• _DOCUMENT SECTION_
= List of the oldest buildings in Indiana =

This article lists the oldest extant buildings in Indiana, including extant buildings and structures constructed prior to and during the United States rule over Indiana. Only buildings built prior to 1820 are suitable for inclusion on this list, or the building must be the oldest of its type.

In order to qualify for the list, a structure must:
- be a recognizable building (defined as any human-made structure used or intended for supporting or sheltering any use or continuous occupancy);
- incorporate features of building work from the claimed date to at least 1.5 m in height and/or be a listed building.

This consciously excludes ruins of limited height, roads and statues. Bridges may be included if they otherwise fulfill the above criteria. Dates for many of the oldest structures have been arrived at by radiocarbon dating or dendrochronology and should be considered approximate. If the exact year of initial construction is estimated, it will be shown as a range of dates.

• _SHORT PROBLEM A_
Edit the list of Indiana's oldest buildings: write it out again from "In order to" up to and including "a listed building.", changing "recognizable" to "identifiable".
• _SHORT PROBLEM B_
Using the list of Indiana's oldest buildings, decide whether each statement agrees with it. Answer yes or no for each, and quote the words that decide it.
(i) A building constructed after 1820 can still be on the list if it is the oldest of its type.
(ii) Statues are counted as structures for the list.
(iii) Bridges are always left off the list.
• _SHORT PROBLEM C_
According to the list of Indiana's oldest buildings, to what minimum height must a structure incorporate building work from its claimed date?

• _ENTRIES PROVIDED_

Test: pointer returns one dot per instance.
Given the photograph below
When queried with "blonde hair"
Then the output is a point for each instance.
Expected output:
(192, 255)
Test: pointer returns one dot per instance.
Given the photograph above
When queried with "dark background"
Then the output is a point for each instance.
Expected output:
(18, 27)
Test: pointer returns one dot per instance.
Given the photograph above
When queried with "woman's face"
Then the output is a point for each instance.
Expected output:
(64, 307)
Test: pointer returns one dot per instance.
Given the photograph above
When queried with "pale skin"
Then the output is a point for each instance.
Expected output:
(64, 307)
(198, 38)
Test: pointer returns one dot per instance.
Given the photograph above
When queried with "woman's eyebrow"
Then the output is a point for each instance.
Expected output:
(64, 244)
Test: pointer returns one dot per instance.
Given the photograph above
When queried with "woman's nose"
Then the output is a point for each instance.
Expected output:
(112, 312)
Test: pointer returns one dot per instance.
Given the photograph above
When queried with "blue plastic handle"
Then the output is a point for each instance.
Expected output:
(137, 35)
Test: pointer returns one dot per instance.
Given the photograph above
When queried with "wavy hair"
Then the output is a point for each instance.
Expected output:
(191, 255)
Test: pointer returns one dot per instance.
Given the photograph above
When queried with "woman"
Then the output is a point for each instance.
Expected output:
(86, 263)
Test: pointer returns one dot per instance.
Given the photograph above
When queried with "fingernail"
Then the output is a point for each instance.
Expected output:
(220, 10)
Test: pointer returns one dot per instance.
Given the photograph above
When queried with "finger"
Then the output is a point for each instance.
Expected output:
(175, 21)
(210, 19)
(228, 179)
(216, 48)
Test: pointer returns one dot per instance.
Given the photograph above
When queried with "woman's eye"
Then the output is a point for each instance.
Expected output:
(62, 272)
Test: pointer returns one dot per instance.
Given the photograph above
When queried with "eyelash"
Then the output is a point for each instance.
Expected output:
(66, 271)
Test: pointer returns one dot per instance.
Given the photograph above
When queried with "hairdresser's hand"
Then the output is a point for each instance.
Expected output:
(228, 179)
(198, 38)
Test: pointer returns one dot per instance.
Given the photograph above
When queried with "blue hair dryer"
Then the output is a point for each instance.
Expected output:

• _TASK SOLUTION A_
In order to qualify for the list, a structure must:
- be a identifiable building (defined as any human-made structure used or intended for supporting or sheltering any use or continuous occupancy);
- incorporate features of building work from the claimed date to at least 1.5 m in height and/or be a listed building.

• _TASK SOLUTION B_
(i) Yes: "or the building must be the oldest of its type."
(ii) No: "This consciously excludes ruins of limited height, roads and statues."
(iii) No: "Bridges may be included if they otherwise fulfill the above criteria."

• _TASK SOLUTION C_
At least 1.5 m.